In some embodiments, pellet system 10 may be electrically-powered and may include power cord 62 configured to connect into a household electrical outlet. Pellet system 10 may also include (e.g., digital) controller 64 operatively coupled to motor 36 and fan 38 (shown in FIG. 2) so that operating parameters such as operating speed and run time of motor 36 and fan 38 may be controlled. Controller 64 may provide an operator interface.

Gas system 60 may include one or more gas burners 66A-66C for heating the space to be heated. Gas burners 66A-66C may be fluidly connectable to a source of propane or natural gas via gas line 68 and respective valves controllable via knobs 70A-70C. In some embodiments, gas burners 66A-66C may be fluidly connectable to a fuel reservoir (e.g., propane tank) via pressure regulator 69 which serves to regulate (e.g., reduce) the pressure of the gas being supplied to gas burners 66A-66C from the fuel reservoir. Each knob 70A-70C may be associated with a respective gas burner 66A-66C so that gas flow to gas burners 66A-66C may be individually controlled. Alternatively, a single one of knobs 70A-70C may associated with a plurality of gas burners 66A-66C.

> Set task 1
In the heating system passage, which component reduces the pressure of gas supplied from the fuel reservoir to the burners?
> Set task 2
Continue the heating system passage from its last sentence.
These items come from a different source than the heating system passage.

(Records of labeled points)
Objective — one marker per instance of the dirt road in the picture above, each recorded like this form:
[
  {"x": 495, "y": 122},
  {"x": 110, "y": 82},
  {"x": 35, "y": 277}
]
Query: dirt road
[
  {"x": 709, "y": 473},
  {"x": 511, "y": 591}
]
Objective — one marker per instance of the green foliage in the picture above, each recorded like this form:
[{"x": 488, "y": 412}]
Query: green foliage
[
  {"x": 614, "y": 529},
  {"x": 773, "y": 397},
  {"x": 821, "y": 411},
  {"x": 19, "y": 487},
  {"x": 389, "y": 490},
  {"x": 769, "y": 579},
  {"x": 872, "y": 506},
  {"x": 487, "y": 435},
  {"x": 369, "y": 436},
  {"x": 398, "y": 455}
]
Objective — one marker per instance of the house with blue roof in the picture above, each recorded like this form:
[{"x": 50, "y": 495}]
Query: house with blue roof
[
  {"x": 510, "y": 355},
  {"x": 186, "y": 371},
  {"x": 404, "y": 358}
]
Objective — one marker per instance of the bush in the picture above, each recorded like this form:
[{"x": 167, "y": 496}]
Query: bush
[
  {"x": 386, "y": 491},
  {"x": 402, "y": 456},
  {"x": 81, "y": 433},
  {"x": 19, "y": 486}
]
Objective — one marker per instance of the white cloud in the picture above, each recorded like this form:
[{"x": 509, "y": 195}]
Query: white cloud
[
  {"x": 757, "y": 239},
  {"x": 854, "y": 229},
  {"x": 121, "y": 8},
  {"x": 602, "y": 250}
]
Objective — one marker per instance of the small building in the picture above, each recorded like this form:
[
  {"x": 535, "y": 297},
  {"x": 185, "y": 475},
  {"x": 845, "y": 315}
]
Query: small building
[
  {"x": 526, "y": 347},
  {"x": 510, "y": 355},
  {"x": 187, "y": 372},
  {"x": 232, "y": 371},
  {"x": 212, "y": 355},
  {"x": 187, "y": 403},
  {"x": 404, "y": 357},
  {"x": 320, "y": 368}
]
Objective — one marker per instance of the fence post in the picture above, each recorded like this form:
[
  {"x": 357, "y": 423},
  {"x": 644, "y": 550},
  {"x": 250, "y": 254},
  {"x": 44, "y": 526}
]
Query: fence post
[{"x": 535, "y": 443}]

> Final answer 1
Pressure regulator 69.

> Final answer 2
FIG. 12 top view of heating system 500. Gas burners 66A-66C may be generally linear elongated members. Gas burners 66A-66C may each include a perforated tubular structure in which gas is received. Gas burners 66A-66C may each have a plurality of apertures from which the gas is discharged and combusted within the space to be heated. The use of multiple gas burners 66A-66C that are spaced apart and also individually controllable may allow control over the amount of heat being delivered to different zones within the space. In some embodiments, gas burners 66A-66C may overlay radiators 14A, 14B of pellet system 10. In some embodiments, gas burners 66A-66C may be oriented transversely to radiators 14A, 14B.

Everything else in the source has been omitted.